- Born: 22 November 1916 Bristol, England
- Died: 19 March 2013 (aged 96) London, England
- Occupations: producer, director, actor

= Basil Coleman =

English producer, director, and actor

Basil Woore Coleman (22 November 1916 – 19 March 2013) was an English producer, director, and actor. He was a prolific director of opera, stage plays, and television productions, known for his 1977 BBC television adaptation of Anna Karenina and his involvement with the first productions of several operas by Benjamin Britten, including The Turn of the Screw (1954), Gloriana (1953), Billy Budd (1951), and The Little Sweep (1949).

== Early life and education ==
Coleman was born in Bristol on 22 November 1916 to Sydney James Coleman and Mabel Evans. In December 1916, Coleman's parents returned with their newborn son to their home in Salisbury, Rhodesia (now Harare, Zimbabwe). On 23 October 1918, five weeks after the birth of Coleman's brother, Kenneth, Mabel Evans died of Spanish Influenza. When Coleman was three years old, his family was joined by his stepmother, Gwen Givern Chambers, a dedicated pacifist, suffragette, and vegetarian who educated Coleman, his brother, and later his half-sisters Elizabeth and Naomi for much of their early lives.

In 1924, the family moved to Bulawayo, where Coleman's stepmother fostered his ambition to become an actor, producing a number of plays and concerts in which Coleman and his siblings acted. In 1931, aged fifteen, Coleman attended Frensham Heights School in Surrey, along with his brother, then continued his studies at the Central Drama School at the University of London, receiving his Diploma in Dramatic Arts in 1936.

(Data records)

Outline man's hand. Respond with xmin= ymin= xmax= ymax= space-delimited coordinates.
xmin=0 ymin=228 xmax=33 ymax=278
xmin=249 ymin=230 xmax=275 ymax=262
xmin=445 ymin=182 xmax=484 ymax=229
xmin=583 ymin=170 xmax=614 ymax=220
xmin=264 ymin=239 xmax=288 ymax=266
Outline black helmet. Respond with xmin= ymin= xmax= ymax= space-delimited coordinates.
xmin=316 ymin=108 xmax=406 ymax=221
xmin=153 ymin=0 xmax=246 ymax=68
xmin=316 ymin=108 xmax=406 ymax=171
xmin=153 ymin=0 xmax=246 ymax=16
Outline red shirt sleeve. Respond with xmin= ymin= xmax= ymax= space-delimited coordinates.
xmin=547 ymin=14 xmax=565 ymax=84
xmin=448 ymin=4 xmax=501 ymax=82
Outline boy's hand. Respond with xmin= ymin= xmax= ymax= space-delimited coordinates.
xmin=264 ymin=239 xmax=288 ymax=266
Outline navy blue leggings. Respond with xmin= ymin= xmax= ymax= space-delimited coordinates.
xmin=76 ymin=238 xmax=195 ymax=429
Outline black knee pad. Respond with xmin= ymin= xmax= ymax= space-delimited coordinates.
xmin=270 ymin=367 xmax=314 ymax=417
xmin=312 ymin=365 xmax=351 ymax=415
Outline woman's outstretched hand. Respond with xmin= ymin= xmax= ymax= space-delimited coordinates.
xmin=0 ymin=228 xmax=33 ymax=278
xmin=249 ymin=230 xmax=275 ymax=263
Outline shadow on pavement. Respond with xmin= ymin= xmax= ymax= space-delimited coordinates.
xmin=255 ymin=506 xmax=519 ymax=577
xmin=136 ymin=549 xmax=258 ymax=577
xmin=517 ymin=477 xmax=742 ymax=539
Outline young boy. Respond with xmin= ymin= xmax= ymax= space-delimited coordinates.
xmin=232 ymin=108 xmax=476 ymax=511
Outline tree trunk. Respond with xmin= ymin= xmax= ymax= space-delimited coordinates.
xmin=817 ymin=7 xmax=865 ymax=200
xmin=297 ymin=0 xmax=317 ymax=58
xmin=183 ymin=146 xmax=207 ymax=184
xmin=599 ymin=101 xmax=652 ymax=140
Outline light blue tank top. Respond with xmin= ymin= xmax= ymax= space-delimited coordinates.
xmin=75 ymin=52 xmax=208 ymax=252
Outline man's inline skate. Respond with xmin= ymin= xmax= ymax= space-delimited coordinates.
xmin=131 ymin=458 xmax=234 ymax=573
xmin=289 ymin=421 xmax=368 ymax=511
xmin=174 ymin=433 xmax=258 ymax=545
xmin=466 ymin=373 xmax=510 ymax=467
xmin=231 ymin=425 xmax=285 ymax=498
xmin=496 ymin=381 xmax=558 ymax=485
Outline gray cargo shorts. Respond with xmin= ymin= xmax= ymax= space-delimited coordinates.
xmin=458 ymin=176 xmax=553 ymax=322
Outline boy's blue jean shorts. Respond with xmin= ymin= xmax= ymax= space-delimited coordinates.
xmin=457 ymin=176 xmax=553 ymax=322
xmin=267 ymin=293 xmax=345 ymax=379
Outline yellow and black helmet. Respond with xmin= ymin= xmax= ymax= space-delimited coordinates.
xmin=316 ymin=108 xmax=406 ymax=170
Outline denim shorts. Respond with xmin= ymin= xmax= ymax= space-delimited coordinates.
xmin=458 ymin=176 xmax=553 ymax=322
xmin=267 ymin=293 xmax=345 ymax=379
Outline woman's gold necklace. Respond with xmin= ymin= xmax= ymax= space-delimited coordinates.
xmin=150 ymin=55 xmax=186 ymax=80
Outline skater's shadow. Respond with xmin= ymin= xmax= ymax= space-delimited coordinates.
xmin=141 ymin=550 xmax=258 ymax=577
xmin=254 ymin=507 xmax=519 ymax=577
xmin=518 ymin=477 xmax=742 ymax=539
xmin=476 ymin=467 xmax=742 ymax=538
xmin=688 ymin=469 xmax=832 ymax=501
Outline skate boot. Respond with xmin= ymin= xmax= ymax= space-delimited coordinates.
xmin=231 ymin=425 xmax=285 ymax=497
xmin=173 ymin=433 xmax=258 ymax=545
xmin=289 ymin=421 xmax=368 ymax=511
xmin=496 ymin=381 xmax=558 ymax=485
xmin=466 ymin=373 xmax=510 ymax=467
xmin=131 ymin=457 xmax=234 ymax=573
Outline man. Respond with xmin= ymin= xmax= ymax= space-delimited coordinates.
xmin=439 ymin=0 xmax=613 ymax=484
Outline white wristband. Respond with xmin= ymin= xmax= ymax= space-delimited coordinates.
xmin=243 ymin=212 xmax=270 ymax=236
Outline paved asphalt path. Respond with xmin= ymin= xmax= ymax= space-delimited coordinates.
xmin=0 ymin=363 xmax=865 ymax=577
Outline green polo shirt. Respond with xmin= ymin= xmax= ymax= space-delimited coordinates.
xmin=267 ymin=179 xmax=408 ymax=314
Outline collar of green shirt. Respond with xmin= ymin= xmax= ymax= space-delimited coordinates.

JOBS:
(a) Edit the Basil Coleman biography's stretch from "Basil Woore Coleman" through "Little Sweep (1949)." so that "Gloriana" becomes "Peter Grimes", and give that stretch back.
(b) Reproduce word for word the stretch of the records from the line containing "Outline skater's shadow." through the line containing "xmin=267 ymin=179 xmax=408 ymax=314".
The Basil Coleman biography and the records are unrelated, separate material.

PROBLEM SOLUTIONS:
(a)
Basil Woore Coleman (22 November 1916 – 19 March 2013) was an English producer, director, and actor. He was a prolific director of opera, stage plays, and television productions, known for his 1977 BBC television adaptation of Anna Karenina and his involvement with the first productions of several operas by Benjamin Britten, including The Turn of the Screw (1954), Peter Grimes (1953), Billy Budd (1951), and The Little Sweep (1949).

(b)
Outline skater's shadow. Respond with xmin= ymin= xmax= ymax= space-delimited coordinates.
xmin=141 ymin=550 xmax=258 ymax=577
xmin=254 ymin=507 xmax=519 ymax=577
xmin=518 ymin=477 xmax=742 ymax=539
xmin=476 ymin=467 xmax=742 ymax=538
xmin=688 ymin=469 xmax=832 ymax=501
Outline skate boot. Respond with xmin= ymin= xmax= ymax= space-delimited coordinates.
xmin=231 ymin=425 xmax=285 ymax=497
xmin=173 ymin=433 xmax=258 ymax=545
xmin=289 ymin=421 xmax=368 ymax=511
xmin=496 ymin=381 xmax=558 ymax=485
xmin=466 ymin=373 xmax=510 ymax=467
xmin=131 ymin=457 xmax=234 ymax=573
Outline man. Respond with xmin= ymin= xmax= ymax= space-delimited coordinates.
xmin=439 ymin=0 xmax=613 ymax=484
Outline white wristband. Respond with xmin= ymin= xmax= ymax= space-delimited coordinates.
xmin=243 ymin=212 xmax=270 ymax=236
Outline paved asphalt path. Respond with xmin= ymin= xmax= ymax= space-delimited coordinates.
xmin=0 ymin=363 xmax=865 ymax=577
Outline green polo shirt. Respond with xmin= ymin= xmax= ymax= space-delimited coordinates.
xmin=267 ymin=179 xmax=408 ymax=314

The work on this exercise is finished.